# Given passage:
▬▬▬▬▬▬
With games coming almost every few days now that the UEFA Champions League has commenced, Liverpool will be playing a lot of minutes in quick succession. As a result, Virgil Van Dijk’s injury hits the Reds harder than it might have done in a more regularly-scheduled season, as resources will be stretched.
More than in previous seasons, it will be important to get results in the Champions League group stages: Jürgen Klopp would likely prefer to guarantee progression early on rather than have a set of meaningful games in the later group stages. As a result, coming home from Amsterdam with a hard-fought three points was a great return from an (at times) ugly game.
The mid-week matchup also gave Reds fans a hint of who could benefit most from the packed schedule: young Rhys Williams came on in the dying minutes to help shore up the points, with much being made of the fact that the youngster spent last season on loan with Non-League side Kidderminster Harriers. The youngster looked delighted with the occasion, something Klopp touched on in his pre-match interview ahead of Sheffield United.
Also notable was the manager’s choice to replace the front three early in the second half on Wednesday. Klopp has already shown that he will be taking advantage of the Champions League substitution rules: teams are allowed five substitutions, but three times within the game (so, not including halftime, the break between normal and extra time, and the halftime in extra time), and an additional substitute is allowed during extra time from the enlarged 23-man matchday squad. In fact, the Premier League is alone in its choice to limit teams to three substitutes, as the International Football Association Board (IFAB) left the decision to extend the rule up to the discretion of individual leagues.
This means that Liverpool’s fringe players serve to benefit from the combination of fixture congestion and additional substitutions. While the schedule can and should be viewed as a challenge and a constraint, many squad players — both youngsters like Rhys Williams and seniors on the fringes, like Xherdan Shaqiri, who also saw minutes in Amsterdam — might do well to see this added challenge as an opportunity.
Who loses out? Well, Mohamed Salah, Roberto Firmino, and Sadio Mané might have felt hard done by coming off in an away fixture with a narrow lead. It is also worth considering whether Andy Robertson might have got some minutes of rest had his deputy, Konstantinos Tsimikas, been fit to play. While fans might see the ability to rest players because the side now has able replacements as a good thing, these first team players will likely disagree. Fewer minutes means less time to lodge Champions League goals and assists, things each of these player will value.
Even if Diogo Jota and Takumi Minamino look bright and promising, fans should note that a shared load necessarily means some first team players might sacrifice individual accolades to preserve their fitness for the good of the team as a whole. This new ask might prove to be yet another way for Liverpool players to show their strong mentality and togetherness as they push past pandemic-related issues, injuries, and a gruelling schedule in an effort to secure silverware in 2020/21.
▬▬▬▬▬▬
Data records

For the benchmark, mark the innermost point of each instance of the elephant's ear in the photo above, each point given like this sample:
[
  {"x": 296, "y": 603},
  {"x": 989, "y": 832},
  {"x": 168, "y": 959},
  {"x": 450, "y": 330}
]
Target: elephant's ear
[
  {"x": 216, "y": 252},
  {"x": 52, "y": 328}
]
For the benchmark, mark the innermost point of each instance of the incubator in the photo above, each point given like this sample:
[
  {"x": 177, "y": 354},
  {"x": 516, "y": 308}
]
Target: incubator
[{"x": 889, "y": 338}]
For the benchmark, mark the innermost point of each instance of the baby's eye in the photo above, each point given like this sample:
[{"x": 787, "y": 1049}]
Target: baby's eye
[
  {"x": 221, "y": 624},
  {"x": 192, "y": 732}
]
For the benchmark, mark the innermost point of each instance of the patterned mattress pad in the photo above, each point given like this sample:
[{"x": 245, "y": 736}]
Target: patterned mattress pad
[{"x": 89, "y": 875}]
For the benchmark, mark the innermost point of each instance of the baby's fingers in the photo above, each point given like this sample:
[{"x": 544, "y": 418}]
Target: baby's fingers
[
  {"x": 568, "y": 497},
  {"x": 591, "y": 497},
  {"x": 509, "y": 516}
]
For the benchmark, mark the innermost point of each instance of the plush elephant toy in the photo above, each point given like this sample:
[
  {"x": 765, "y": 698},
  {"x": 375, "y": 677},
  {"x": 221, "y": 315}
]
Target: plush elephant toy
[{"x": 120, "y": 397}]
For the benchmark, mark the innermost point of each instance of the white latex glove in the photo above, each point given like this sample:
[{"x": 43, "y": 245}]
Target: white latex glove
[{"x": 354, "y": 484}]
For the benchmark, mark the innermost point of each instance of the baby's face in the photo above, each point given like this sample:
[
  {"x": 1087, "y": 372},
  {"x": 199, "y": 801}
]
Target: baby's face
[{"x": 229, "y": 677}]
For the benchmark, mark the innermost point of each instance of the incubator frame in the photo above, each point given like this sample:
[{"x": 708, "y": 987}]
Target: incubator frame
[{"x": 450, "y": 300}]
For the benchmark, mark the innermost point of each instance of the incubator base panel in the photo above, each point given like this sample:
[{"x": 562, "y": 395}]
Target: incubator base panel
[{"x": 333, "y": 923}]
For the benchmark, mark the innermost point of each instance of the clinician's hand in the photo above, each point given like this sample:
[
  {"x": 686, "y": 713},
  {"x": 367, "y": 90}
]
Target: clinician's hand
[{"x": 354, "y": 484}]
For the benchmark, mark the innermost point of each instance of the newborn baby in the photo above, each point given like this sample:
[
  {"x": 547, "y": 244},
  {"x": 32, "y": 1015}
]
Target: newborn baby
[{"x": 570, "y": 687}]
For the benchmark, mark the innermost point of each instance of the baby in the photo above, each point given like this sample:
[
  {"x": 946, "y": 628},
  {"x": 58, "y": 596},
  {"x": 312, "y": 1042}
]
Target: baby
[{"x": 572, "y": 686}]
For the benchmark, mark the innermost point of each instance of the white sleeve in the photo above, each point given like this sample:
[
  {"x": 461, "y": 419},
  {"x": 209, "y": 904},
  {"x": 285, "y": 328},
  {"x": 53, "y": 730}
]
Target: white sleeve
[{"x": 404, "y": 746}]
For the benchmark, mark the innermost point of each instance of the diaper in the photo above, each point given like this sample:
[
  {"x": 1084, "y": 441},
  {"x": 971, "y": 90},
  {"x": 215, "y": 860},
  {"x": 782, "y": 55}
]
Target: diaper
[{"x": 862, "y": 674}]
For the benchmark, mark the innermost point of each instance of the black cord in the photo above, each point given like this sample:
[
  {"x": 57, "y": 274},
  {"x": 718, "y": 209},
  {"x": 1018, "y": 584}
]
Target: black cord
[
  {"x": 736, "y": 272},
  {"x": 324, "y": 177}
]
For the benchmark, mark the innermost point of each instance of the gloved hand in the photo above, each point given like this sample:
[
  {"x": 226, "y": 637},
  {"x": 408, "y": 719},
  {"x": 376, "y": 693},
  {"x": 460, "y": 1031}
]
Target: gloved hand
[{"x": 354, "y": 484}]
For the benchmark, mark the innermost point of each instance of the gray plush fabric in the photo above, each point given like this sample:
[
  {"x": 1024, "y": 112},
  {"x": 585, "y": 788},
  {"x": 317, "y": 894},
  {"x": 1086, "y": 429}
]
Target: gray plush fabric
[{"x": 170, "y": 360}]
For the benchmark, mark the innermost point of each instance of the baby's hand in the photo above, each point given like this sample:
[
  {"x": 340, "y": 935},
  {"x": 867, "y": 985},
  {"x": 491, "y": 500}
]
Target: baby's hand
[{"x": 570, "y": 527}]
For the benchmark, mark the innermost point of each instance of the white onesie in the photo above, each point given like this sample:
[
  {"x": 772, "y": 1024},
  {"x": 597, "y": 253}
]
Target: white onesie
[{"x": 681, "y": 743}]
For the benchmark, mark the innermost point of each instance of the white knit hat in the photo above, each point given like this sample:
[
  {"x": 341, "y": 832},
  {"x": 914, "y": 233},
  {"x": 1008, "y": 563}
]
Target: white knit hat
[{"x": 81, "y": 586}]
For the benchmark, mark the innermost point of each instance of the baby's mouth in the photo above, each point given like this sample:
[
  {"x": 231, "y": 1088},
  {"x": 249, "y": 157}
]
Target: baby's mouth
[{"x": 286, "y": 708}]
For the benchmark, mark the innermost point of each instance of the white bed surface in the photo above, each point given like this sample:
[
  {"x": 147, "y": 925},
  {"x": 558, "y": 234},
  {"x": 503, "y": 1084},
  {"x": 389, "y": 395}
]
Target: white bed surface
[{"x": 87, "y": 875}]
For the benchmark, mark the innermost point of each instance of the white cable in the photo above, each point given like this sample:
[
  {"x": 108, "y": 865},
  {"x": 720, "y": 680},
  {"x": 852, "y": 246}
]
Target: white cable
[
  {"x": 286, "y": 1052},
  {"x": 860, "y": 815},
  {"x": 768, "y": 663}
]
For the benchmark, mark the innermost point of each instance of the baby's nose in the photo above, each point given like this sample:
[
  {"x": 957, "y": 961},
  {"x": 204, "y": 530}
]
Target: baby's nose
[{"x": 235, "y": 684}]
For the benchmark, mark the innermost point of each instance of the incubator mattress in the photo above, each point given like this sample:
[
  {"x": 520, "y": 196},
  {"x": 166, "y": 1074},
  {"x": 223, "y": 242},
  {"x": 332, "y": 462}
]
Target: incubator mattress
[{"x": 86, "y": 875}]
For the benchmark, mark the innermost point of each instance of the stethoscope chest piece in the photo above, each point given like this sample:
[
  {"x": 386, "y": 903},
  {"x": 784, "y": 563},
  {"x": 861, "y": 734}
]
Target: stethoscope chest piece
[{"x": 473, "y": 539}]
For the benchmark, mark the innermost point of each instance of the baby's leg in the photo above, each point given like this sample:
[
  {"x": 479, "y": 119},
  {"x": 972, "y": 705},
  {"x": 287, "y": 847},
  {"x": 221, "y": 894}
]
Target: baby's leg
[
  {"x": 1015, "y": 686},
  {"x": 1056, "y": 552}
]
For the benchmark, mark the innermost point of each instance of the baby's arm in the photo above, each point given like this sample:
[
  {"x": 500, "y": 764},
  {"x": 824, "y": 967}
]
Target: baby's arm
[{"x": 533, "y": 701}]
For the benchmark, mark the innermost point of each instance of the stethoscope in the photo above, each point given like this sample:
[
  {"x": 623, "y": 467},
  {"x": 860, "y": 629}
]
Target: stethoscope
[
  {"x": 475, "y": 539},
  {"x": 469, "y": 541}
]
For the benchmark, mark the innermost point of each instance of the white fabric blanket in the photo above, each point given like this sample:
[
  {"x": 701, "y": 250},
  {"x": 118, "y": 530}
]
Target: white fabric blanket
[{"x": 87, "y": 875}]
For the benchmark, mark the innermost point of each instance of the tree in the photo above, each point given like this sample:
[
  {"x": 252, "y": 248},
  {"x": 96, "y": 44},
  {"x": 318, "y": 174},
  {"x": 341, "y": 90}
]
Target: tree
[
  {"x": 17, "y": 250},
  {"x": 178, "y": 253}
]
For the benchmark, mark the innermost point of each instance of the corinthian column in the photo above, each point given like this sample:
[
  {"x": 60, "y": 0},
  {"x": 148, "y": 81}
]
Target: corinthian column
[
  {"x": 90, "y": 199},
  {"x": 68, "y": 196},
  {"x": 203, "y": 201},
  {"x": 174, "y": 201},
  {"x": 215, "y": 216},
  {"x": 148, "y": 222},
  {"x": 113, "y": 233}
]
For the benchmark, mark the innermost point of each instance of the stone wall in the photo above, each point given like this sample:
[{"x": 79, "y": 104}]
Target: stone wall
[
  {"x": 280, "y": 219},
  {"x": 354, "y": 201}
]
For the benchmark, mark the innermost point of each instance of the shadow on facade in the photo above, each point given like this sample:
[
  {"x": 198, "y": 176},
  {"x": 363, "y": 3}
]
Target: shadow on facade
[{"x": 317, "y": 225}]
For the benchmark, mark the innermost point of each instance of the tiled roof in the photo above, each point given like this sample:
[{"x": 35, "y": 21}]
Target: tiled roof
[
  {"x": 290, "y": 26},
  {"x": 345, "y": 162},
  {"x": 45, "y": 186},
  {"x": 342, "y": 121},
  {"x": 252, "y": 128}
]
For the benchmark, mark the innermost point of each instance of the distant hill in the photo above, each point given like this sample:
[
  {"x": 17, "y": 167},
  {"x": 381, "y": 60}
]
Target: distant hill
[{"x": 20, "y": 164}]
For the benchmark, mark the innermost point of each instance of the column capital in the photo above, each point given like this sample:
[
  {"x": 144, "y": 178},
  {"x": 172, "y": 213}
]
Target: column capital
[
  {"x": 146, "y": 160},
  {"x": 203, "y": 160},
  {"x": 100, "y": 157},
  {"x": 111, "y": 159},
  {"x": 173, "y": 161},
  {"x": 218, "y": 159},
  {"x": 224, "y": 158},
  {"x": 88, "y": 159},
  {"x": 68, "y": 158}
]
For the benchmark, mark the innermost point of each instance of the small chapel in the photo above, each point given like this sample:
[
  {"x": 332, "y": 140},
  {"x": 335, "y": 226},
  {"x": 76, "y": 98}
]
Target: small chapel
▬▬▬▬▬▬
# Assignment A:
Quote the Liverpool article starting at "Who loses out?" and ending at "player will value.".
# Assignment B:
According to the Liverpool article, which Non-League side was Rhys Williams on loan with last season?
# Assignment C:
Name the players the Liverpool article says might have felt hard done by coming off in an away fixture with a narrow lead.
Work only from the Liverpool article, not the listing.

# Problem solution A:
Who loses out? Well, Mohamed Salah, Roberto Firmino, and Sadio Mané might have felt hard done by coming off in an away fixture with a narrow lead. It is also worth considering whether Andy Robertson might have got some minutes of rest had his deputy, Konstantinos Tsimikas, been fit to play. While fans might see the ability to rest players because the side now has able replacements as a good thing, these first team players will likely disagree. Fewer minutes means less time to lodge Champions League goals and assists, things each of these player will value.

# Problem solution B:
Kidderminster Harriers

# Problem solution C:
Mohamed Salah, Roberto Firmino, Sadio Mané